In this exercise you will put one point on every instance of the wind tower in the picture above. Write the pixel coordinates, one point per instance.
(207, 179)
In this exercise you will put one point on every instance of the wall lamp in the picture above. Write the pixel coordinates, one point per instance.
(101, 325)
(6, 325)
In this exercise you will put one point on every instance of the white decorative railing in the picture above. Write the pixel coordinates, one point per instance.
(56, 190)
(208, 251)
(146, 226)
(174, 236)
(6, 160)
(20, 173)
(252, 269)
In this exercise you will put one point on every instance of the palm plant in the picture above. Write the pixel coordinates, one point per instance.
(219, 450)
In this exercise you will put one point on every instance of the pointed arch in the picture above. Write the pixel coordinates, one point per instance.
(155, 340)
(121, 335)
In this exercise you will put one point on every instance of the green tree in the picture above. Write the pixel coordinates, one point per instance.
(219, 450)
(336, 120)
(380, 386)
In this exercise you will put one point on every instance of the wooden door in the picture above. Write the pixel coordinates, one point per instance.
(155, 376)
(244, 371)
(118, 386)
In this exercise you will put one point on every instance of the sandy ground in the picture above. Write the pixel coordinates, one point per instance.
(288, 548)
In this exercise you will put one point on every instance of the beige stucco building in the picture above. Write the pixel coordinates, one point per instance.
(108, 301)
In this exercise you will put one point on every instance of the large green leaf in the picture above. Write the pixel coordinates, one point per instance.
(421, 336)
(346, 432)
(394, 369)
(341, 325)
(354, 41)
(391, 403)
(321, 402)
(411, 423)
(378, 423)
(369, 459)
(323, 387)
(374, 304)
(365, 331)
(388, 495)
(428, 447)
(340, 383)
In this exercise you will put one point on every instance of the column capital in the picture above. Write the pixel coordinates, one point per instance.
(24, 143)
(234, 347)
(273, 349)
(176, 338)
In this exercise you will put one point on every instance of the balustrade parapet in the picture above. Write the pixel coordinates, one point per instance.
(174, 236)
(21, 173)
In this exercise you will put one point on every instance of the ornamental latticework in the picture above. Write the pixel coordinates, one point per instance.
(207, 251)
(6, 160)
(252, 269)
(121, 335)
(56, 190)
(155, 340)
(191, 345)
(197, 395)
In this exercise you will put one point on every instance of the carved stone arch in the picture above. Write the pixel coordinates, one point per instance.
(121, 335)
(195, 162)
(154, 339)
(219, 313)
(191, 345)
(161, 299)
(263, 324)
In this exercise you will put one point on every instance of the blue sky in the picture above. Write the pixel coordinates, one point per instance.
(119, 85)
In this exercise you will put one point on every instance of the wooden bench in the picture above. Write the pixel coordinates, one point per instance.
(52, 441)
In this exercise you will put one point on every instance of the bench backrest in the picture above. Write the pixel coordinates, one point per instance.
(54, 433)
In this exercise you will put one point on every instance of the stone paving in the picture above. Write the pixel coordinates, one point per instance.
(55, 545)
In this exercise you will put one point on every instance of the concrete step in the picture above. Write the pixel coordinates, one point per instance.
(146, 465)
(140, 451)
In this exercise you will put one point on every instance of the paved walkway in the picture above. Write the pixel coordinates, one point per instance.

• _PROBLEM DETAILS_
Copy verbatim every line of the records, from the line containing "of the bench" through the end of the records.

• _OUTPUT OF THE EXERCISE_
In this exercise you will put one point on every instance of the bench backrest in the picture above. Write the pixel coordinates, one point per instance.
(54, 433)
In this exercise you will put one point on every instance of the stone paving in the picture above. Write the pixel coordinates, one point per instance.
(55, 545)
In this exercise you will put one point on every instance of the concrete step in the picture above. Write the pixel coordinates, one point per instance.
(146, 465)
(140, 451)
In this exercise you will put one point on every instance of the paved walkway in the picture above. Write the pixel coordinates, one point per instance.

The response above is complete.